What I meant to say was:

I think most of the outrage is along the lines of "How DARE these furiners own property in this country!"

Anybody remember the Japanese supposedly buying up all that property in the 1980's? And gee, that turned out great for them, didn't it?

My first question: is the port actually making any money?

My second question: just how much will the owning company really have to do with the day to day operation and oversite of the port? Especially in light of the fact that the port has to still obey all the usual laws and regulations and has Coast Guard and other police agencies constantly snooping around for one reason or another. I guess this company will have something to do with the day to day operations, but hey, maybe they're good at it.

I'm not that put out by this, but others simply will look at Arab companies as simply not to be trusted. I wonder how 'multinational' these companies have actually become. And as this is an UAE company, not Saudi as I originally thought, I'm even less put out about it.

Schumer is honked because he thinks the unions are going to get the shaft (he may be right). The Kossak is doing the 'scary furiner' thing, and probably has no idea how ports are run anyway, since it seems to assume that lots of Arab stevedores are going to suddenly show up for work.

David Thomson said...

Why not worry about a French or Swedish company which might unwittingly employ a number of Islamic nihilists? Can’t we demand the Saudi company has nothing to do with the day to day operations pertaining to security? Why won’t this be sufficient to satisfy our legitimate concerns? Also, do we really want to humiliate those Saudis who are truly friendly towards the United States? Should they all be treated as possible enemies? Where should the line be drawn?

====

#### [THINGS TO DO]
**1)** Please rewrite the part of the port comments that opens with the words containing "What I meant" and closes with "making any money?", putting "real estate" wherever "property" appears.
**2)** Answer these questions about the port comments:
(a) Which nationality was supposedly buying up property in the 1980s?
(b) The writer realizes that the company is from which country, rather than Saudi Arabia?
(c) Why is Schumer upset, according to the writer?
**3)** Write the next part of the port comments, picking up after the final sentence.
The records have nothing to do with the port comments.

====

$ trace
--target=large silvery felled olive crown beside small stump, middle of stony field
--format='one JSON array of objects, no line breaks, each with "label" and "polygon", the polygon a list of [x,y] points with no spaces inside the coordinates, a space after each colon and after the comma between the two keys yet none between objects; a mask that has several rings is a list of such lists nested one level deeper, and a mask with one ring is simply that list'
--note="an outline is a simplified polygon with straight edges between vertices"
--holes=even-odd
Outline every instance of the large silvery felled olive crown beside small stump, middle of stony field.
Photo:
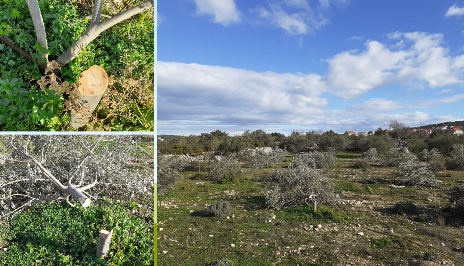
[{"label": "large silvery felled olive crown beside small stump, middle of stony field", "polygon": [[335,184],[319,170],[305,165],[286,172],[274,171],[266,181],[262,194],[266,204],[277,210],[290,206],[309,206],[314,201],[336,204],[340,200],[338,194],[335,194]]}]

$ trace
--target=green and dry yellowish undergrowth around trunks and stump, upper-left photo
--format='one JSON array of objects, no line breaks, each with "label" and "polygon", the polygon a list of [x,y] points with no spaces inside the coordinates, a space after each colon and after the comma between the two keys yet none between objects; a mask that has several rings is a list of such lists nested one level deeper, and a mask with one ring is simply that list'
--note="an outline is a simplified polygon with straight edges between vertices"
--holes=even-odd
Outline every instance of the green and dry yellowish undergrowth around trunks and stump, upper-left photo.
[{"label": "green and dry yellowish undergrowth around trunks and stump, upper-left photo", "polygon": [[[141,3],[107,2],[103,14],[113,16]],[[92,1],[39,1],[48,39],[49,60],[66,51],[90,25],[80,19],[92,13]],[[0,1],[0,35],[39,57],[40,48],[26,1]],[[76,83],[82,71],[100,65],[110,76],[109,87],[93,112],[86,131],[154,130],[153,9],[126,19],[101,33],[68,65],[61,81]],[[0,130],[70,131],[66,95],[37,81],[39,68],[0,41]]]}]

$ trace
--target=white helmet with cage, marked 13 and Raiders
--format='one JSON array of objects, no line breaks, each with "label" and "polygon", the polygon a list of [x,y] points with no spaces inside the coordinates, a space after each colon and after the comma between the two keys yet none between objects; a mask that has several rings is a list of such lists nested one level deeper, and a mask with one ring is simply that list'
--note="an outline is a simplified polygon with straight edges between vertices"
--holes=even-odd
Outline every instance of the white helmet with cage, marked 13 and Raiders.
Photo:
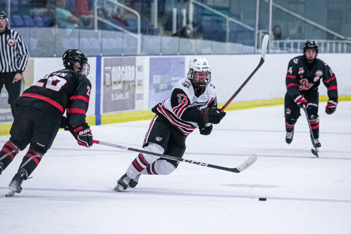
[{"label": "white helmet with cage, marked 13 and Raiders", "polygon": [[195,88],[205,88],[211,81],[211,66],[207,59],[194,57],[189,63],[188,79]]}]

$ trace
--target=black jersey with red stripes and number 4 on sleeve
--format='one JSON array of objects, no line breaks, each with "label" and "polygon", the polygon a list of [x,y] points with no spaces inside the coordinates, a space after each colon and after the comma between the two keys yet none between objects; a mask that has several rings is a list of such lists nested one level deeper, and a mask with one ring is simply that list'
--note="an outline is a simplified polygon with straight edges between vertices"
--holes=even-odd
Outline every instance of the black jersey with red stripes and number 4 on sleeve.
[{"label": "black jersey with red stripes and number 4 on sleeve", "polygon": [[286,73],[285,83],[287,93],[293,100],[306,92],[318,91],[320,80],[327,87],[330,100],[338,101],[338,86],[336,77],[330,67],[320,59],[307,65],[304,55],[290,60]]}]

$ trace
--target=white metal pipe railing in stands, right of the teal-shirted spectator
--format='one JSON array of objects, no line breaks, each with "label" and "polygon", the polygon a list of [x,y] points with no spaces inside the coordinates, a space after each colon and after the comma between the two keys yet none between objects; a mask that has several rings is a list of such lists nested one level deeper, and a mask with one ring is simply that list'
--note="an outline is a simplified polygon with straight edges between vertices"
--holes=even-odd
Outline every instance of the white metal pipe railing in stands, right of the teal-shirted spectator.
[{"label": "white metal pipe railing in stands, right of the teal-shirted spectator", "polygon": [[130,8],[130,7],[127,7],[127,6],[125,6],[125,5],[123,5],[123,4],[120,4],[119,2],[117,2],[117,1],[114,1],[114,0],[105,0],[105,1],[109,1],[109,2],[111,2],[111,3],[113,3],[113,4],[115,4],[115,5],[117,5],[117,6],[119,6],[119,7],[122,7],[122,8],[124,8],[124,9],[126,9],[126,10],[128,10],[128,11],[130,11],[130,12],[132,12],[133,14],[135,14],[136,16],[137,16],[137,34],[135,34],[135,33],[132,33],[132,32],[130,32],[130,31],[128,31],[127,29],[125,29],[125,28],[123,28],[123,27],[121,27],[121,26],[118,26],[118,25],[115,25],[115,24],[113,24],[111,21],[109,21],[109,20],[106,20],[106,19],[104,19],[104,18],[101,18],[101,17],[99,17],[98,16],[98,1],[99,0],[95,0],[94,1],[94,29],[95,29],[95,31],[98,31],[98,20],[99,21],[101,21],[101,22],[104,22],[105,24],[108,24],[108,25],[110,25],[110,26],[112,26],[112,27],[114,27],[114,28],[116,28],[116,29],[118,29],[118,30],[120,30],[120,31],[123,31],[123,32],[125,32],[125,33],[128,33],[128,34],[130,34],[131,36],[133,36],[133,37],[135,37],[136,39],[137,39],[137,54],[138,55],[140,55],[140,45],[141,45],[141,37],[140,37],[140,14],[137,12],[137,11],[135,11],[134,9],[132,9],[132,8]]}]

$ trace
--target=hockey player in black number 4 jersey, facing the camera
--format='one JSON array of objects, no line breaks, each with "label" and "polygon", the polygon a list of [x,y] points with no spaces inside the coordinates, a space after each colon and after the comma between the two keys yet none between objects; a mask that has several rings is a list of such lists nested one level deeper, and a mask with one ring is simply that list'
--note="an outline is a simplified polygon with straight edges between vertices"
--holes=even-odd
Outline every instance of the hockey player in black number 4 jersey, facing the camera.
[{"label": "hockey player in black number 4 jersey, facing the camera", "polygon": [[318,45],[314,40],[307,40],[304,45],[303,55],[290,60],[285,82],[287,92],[285,94],[285,128],[286,143],[290,144],[294,134],[294,124],[300,116],[300,108],[306,106],[312,128],[316,147],[321,144],[319,138],[318,86],[322,80],[327,88],[329,100],[325,107],[327,114],[336,111],[338,105],[338,87],[335,74],[322,60],[317,59]]}]

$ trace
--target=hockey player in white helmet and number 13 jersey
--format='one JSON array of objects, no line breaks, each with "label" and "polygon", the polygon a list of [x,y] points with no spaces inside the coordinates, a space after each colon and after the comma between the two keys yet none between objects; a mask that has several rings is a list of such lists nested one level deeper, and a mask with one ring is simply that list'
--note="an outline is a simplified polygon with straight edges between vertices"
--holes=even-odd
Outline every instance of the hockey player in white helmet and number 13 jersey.
[{"label": "hockey player in white helmet and number 13 jersey", "polygon": [[[192,58],[188,76],[172,88],[171,97],[152,108],[156,115],[150,123],[143,142],[145,151],[182,158],[185,139],[199,127],[200,134],[209,135],[212,123],[218,124],[225,116],[217,108],[216,90],[210,83],[211,66],[205,58]],[[141,174],[168,175],[179,161],[139,153],[126,173],[117,181],[114,190],[120,192],[138,184]]]}]

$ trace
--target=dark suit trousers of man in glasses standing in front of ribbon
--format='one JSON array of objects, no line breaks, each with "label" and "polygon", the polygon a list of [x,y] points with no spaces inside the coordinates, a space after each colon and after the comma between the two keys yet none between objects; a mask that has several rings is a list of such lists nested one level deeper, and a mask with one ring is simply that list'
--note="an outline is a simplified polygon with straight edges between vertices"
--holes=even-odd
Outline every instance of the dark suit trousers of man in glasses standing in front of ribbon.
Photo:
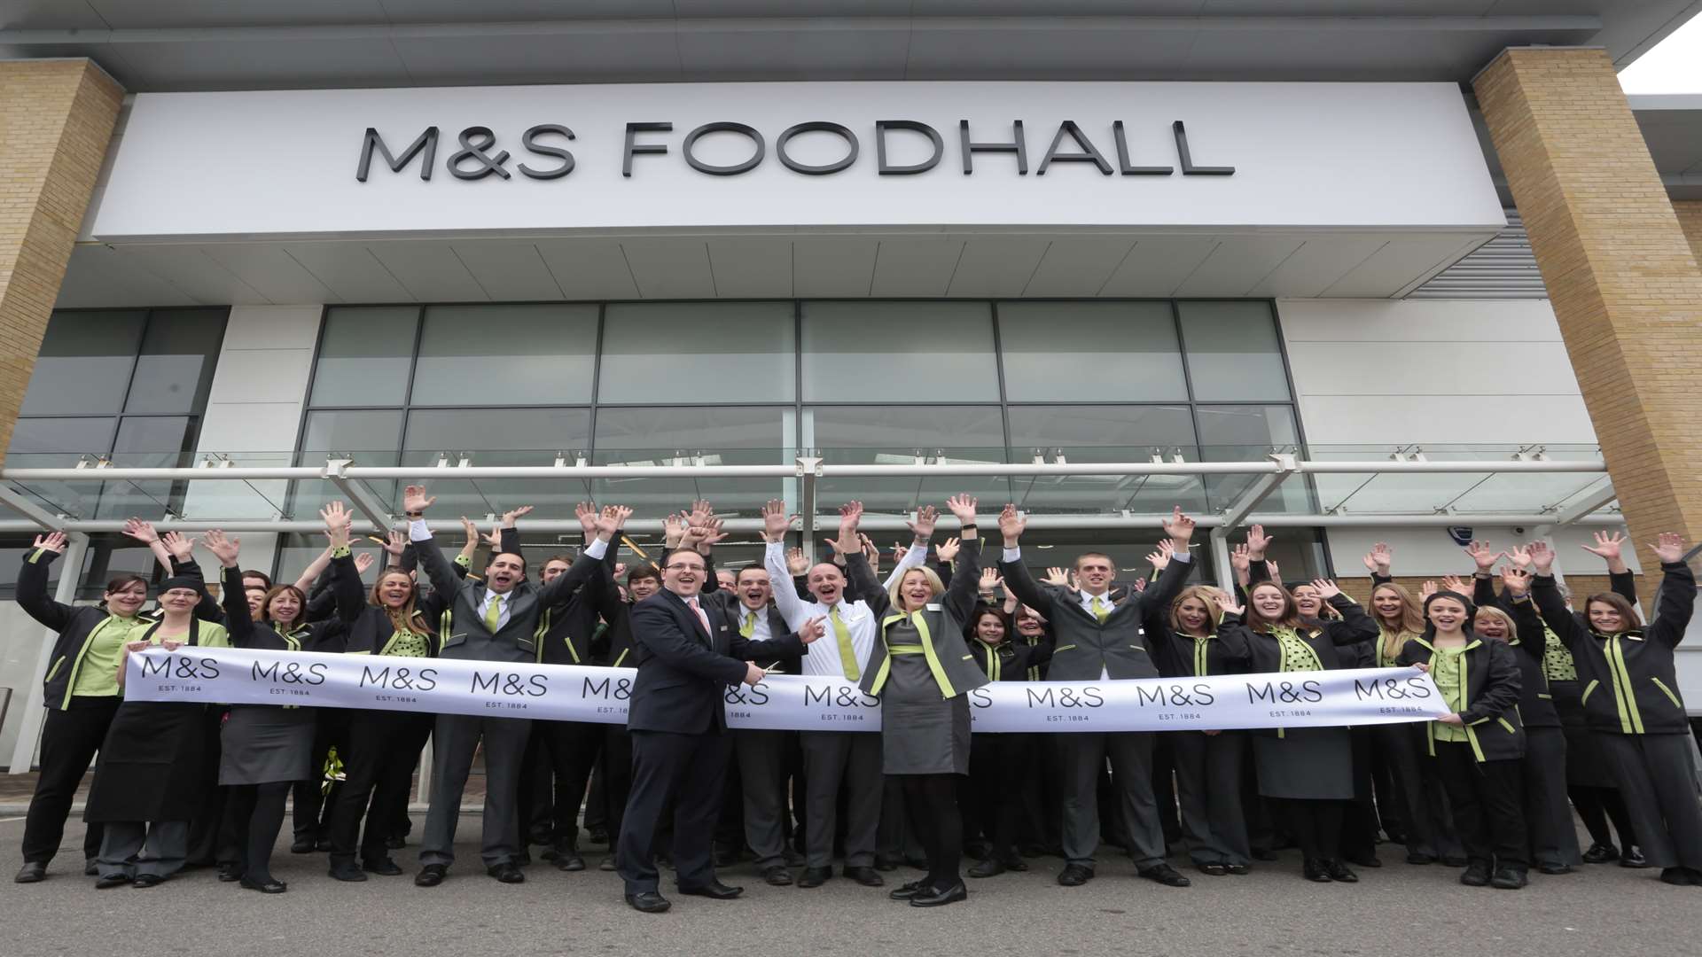
[{"label": "dark suit trousers of man in glasses standing in front of ribbon", "polygon": [[674,874],[681,889],[715,882],[715,819],[727,775],[727,734],[633,731],[633,778],[614,863],[628,894],[657,889],[655,845],[664,811],[674,809]]}]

====

#### [EXERCISE RESULTS]
**1)**
What I meant to say was:

I think most of the outrage is along the lines of "How DARE these furiners own real estate in this country!"

Anybody remember the Japanese supposedly buying up all that real estate in the 1980's? And gee, that turned out great for them, didn't it?

My first question: is the port actually making any money?

**2)**
(a) The Japanese.
(b) The UAE.
(c) He thinks the unions are going to get the shaft.

**3)**
Knucklehead said...

So what is up with this deal? Hmmm...

UAE company poised to oversee 6 U.S. ports; administration not blocking deal.

WASHINGTON (AP) - A company in the United Arab Emirates is poised to take over significant operations at six American ports as part of a corporate sale, leaving a country with ties to the Sept. 11 hijackers with influence over a maritime industry considered vulnerable to terrorism.

Can anyone update me about the ties the UAE had to 9/11/01 hijackers? I don't recall this.

The U.S. administration considers the UAE an important ally in the fight against terrorism since the suicide hijackings and is not objecting to Dubai Ports World's purchase of London-based Peninsular and Oriental Steam Navigation Co.

This is happening because of the sale of a large port managment company from British owners to Dubai owners. Perhaps a potential for trouble, perhaps not.

What is the mechanism for any administration to block such a sale or register its disapproval?

The $6.8 billion US sale is expected to be approved Monday. The British company is the fourth largest ports company in the world and its sale would affect commercial U.S. port operations in New York, New Jersey, Baltimore, New Orleans, Miami and Philadelphia.

DP World said it won approval from a secretive U.S. government panel that considers security risks of foreign companies buying or investing in American industry.

The U.S. Committee on Foreign Investment in the United States "thoroughly reviewed the potential transaction and concluded they had no objection," the company said in a statement to The Associated Press.


What on earth is the CFIUS. Oh, it belongs to the US Treasury Dept.

EXON-FLORIO PROVISION

Introduction. The United States has traditionally welcomed Foreign Direct Investment (FDI) and provided foreign investors fair, equitable and nondiscriminatory treatment with few limited exceptions designed to protect national security. The Exon-Florio provision is implemented within the context of this open investment policy. The intent of Exon-Florio is not to discourage FDI generally, but to provide a mechanism to review and, if the President finds necessary, to restrict FDI that threatens the national security.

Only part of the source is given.